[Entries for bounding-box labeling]
** start **
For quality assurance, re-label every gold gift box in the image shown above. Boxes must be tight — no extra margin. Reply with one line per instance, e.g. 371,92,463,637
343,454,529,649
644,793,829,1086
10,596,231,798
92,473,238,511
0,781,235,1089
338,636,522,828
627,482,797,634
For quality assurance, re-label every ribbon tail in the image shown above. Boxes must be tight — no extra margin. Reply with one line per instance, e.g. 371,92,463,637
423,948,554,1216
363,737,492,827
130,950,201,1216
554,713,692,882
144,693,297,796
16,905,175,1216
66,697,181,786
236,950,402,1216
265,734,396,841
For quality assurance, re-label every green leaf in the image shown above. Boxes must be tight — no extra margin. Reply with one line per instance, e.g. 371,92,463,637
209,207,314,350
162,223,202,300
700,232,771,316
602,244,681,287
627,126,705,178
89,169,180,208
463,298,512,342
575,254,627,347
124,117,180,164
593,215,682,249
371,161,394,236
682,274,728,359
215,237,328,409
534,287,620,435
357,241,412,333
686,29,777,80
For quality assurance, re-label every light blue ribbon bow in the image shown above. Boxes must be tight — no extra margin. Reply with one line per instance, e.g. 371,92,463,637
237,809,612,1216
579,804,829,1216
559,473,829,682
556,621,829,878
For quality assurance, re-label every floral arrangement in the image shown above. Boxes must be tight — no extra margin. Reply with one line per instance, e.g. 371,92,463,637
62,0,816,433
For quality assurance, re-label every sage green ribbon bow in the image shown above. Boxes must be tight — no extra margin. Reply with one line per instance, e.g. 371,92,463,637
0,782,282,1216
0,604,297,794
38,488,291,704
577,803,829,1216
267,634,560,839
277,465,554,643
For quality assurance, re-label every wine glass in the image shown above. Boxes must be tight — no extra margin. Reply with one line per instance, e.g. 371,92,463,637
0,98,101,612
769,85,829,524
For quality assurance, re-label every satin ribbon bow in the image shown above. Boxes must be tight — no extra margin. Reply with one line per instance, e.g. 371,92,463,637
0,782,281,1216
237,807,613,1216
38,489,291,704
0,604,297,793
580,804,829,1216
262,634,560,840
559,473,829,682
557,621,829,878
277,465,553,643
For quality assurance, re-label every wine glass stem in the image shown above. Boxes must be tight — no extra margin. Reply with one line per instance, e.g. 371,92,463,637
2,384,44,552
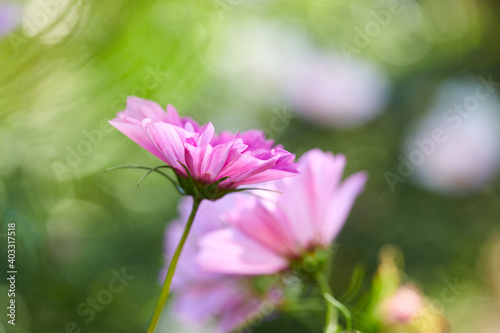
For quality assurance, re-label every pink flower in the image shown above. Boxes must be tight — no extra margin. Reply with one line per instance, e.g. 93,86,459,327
160,194,283,333
197,149,367,275
110,97,296,189
382,286,424,324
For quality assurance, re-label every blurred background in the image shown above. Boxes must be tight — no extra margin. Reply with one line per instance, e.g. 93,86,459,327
0,0,500,333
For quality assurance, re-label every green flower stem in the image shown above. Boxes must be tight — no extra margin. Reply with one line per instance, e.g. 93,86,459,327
316,271,338,333
147,197,202,333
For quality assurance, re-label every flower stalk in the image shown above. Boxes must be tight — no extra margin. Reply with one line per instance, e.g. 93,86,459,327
315,270,338,333
147,197,203,333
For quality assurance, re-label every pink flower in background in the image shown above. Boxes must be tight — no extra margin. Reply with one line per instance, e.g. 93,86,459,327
400,80,500,195
110,97,296,189
382,286,424,324
160,194,283,333
197,149,367,275
285,51,390,128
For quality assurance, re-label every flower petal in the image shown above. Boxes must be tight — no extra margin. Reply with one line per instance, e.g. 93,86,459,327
196,228,288,275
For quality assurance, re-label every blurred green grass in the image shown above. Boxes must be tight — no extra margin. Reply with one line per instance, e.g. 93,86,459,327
0,0,500,333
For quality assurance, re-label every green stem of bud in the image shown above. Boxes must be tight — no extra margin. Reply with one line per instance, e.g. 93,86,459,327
147,197,203,333
315,270,339,333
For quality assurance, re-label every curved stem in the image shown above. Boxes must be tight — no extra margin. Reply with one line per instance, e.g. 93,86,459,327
147,198,201,333
316,271,338,333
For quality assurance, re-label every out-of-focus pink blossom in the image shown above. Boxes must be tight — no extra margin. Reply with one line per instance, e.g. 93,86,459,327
381,286,424,324
160,194,283,333
110,97,296,189
197,149,367,275
405,81,500,194
285,51,389,128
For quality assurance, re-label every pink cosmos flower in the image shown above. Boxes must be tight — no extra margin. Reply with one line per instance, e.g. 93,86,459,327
160,194,283,333
110,97,297,189
197,149,367,275
382,286,424,323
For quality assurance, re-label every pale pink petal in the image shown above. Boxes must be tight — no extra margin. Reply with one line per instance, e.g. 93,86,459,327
146,122,192,172
225,195,298,257
196,229,288,275
122,96,165,121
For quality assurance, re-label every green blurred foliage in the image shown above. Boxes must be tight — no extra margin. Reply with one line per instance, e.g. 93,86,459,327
0,0,500,333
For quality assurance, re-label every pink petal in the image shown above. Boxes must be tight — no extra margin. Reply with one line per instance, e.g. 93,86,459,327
109,118,168,163
122,96,165,121
225,194,298,257
196,229,288,275
147,122,194,169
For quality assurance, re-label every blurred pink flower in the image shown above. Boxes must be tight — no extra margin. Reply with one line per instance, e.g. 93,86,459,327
197,149,367,275
160,194,283,333
382,286,424,324
404,80,500,195
284,51,390,128
110,97,296,189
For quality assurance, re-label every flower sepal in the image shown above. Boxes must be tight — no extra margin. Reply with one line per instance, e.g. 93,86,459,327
291,247,332,280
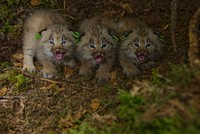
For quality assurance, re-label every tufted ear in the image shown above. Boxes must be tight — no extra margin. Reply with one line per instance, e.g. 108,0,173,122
70,31,85,44
41,29,51,42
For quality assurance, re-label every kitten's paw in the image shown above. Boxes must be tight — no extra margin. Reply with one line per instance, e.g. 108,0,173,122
79,67,92,77
21,65,35,73
63,59,76,67
96,73,111,84
123,68,140,77
42,69,56,78
141,61,156,70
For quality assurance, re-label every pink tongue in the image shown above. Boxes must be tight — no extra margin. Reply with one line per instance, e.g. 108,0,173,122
95,56,102,62
138,55,145,61
55,52,63,60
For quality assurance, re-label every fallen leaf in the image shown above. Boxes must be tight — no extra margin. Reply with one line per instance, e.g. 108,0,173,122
110,71,117,86
90,99,100,112
64,66,74,79
30,0,42,6
40,83,55,90
12,53,24,61
59,109,76,129
130,80,154,96
93,113,117,125
0,87,8,97
75,106,87,120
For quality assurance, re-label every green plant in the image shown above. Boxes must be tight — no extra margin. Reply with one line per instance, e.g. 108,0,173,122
0,70,32,91
117,90,143,123
167,65,194,87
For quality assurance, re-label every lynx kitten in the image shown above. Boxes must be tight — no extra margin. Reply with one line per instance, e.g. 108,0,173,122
22,10,75,78
76,17,116,83
118,18,162,76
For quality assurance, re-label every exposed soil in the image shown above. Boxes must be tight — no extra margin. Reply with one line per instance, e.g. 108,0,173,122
0,0,200,133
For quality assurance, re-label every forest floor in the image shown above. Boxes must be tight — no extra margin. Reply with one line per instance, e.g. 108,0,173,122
0,0,200,134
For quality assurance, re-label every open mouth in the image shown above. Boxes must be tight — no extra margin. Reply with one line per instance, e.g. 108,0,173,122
94,53,104,63
53,49,65,61
137,52,147,62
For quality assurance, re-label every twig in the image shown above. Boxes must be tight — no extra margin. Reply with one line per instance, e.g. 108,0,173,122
39,78,65,84
170,0,179,52
108,0,133,13
188,7,200,66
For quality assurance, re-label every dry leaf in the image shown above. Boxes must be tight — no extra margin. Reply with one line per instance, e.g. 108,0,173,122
75,106,87,120
0,87,8,97
30,0,42,6
110,71,117,86
12,61,23,67
64,66,74,79
130,80,154,96
12,53,23,61
90,99,100,112
59,109,76,129
40,83,55,90
93,113,117,125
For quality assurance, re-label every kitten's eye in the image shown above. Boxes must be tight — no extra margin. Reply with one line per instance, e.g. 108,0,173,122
89,44,96,48
145,43,152,48
49,40,54,45
61,40,67,45
101,43,108,48
133,42,140,48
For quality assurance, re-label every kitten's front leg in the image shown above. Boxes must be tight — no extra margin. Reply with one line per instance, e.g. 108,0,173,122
37,53,56,78
63,58,76,67
22,47,35,73
120,55,140,77
79,61,92,77
96,59,113,84
141,61,156,70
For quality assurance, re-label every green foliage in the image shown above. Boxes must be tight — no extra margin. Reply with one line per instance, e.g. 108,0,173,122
0,70,32,91
0,62,10,68
117,91,143,123
68,123,101,134
167,65,194,87
151,65,194,87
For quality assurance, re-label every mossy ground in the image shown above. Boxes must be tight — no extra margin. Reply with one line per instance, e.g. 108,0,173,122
0,0,200,134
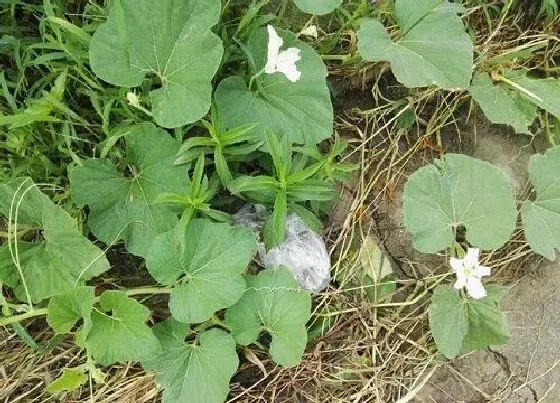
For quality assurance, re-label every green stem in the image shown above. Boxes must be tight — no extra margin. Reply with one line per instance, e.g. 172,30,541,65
0,287,173,326
249,69,264,90
321,54,352,62
0,308,49,326
123,287,173,297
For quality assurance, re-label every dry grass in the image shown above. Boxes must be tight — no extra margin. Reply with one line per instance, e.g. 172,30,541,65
0,3,560,403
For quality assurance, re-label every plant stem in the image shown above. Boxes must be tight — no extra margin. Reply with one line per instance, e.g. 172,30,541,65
123,287,173,297
0,308,49,326
0,287,173,326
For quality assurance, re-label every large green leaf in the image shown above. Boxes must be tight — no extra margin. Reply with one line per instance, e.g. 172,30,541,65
85,291,161,365
358,0,473,89
504,70,560,119
428,286,469,358
226,268,311,367
89,0,223,127
469,73,537,134
461,285,510,352
294,0,342,15
428,285,509,359
68,123,187,256
0,178,109,302
215,28,333,144
146,219,256,323
47,287,95,334
521,146,560,260
404,154,517,253
142,319,239,403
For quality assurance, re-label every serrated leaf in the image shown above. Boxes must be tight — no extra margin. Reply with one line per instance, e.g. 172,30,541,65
215,28,333,144
358,0,473,90
146,219,256,323
469,73,537,134
142,319,239,403
89,0,223,127
403,154,517,253
86,291,161,365
0,178,109,302
68,123,187,256
504,70,560,119
521,146,560,260
461,285,510,352
428,285,509,359
226,268,311,367
47,287,95,334
428,286,469,358
294,0,342,15
47,368,88,393
359,236,393,282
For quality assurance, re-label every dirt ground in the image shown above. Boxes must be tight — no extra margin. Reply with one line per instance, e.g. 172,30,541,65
410,115,560,403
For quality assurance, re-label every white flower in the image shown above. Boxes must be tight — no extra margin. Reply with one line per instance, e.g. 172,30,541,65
449,248,490,299
126,91,140,108
264,25,301,83
299,25,319,39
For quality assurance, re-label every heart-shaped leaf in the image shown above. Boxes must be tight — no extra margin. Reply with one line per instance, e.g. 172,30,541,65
146,219,256,323
226,268,311,367
47,287,95,334
404,154,517,253
89,0,223,127
358,0,473,90
215,28,333,144
428,285,509,359
142,319,239,403
0,178,109,302
521,146,560,260
68,123,187,256
469,70,560,134
86,291,161,365
294,0,342,15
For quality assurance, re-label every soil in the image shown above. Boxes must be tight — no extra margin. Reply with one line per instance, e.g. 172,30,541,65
377,116,560,403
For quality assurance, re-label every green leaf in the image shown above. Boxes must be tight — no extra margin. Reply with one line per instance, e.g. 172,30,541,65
142,319,239,403
146,219,256,323
215,28,333,144
47,368,88,393
0,178,109,302
469,73,537,134
47,287,95,334
358,0,473,90
404,154,517,253
69,123,187,256
294,0,342,15
226,269,311,367
86,291,161,365
428,285,509,359
461,285,510,352
521,146,560,260
502,70,560,119
89,0,223,127
428,286,469,358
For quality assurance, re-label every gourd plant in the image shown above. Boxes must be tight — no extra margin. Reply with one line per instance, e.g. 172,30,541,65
0,0,353,402
357,0,560,358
** end **
**Set task:** Rewrite the entries from the beginning through the line containing "627,482,797,634", and include the request line unchanged along with its sample coordinates. Multiply every coordinate in the answers by 1.15 and round each result to a whole number, rounding halves up.

**Answer to this problem:**
For quality assurance, re-label every gold gift box in the image shown above. Boxes must be tight — no extra margin. Reply with one line per instance, e.g. 371,92,463,637
394,522,608,746
741,912,953,1249
12,685,266,918
106,544,274,588
0,898,270,1252
389,731,600,952
721,554,917,729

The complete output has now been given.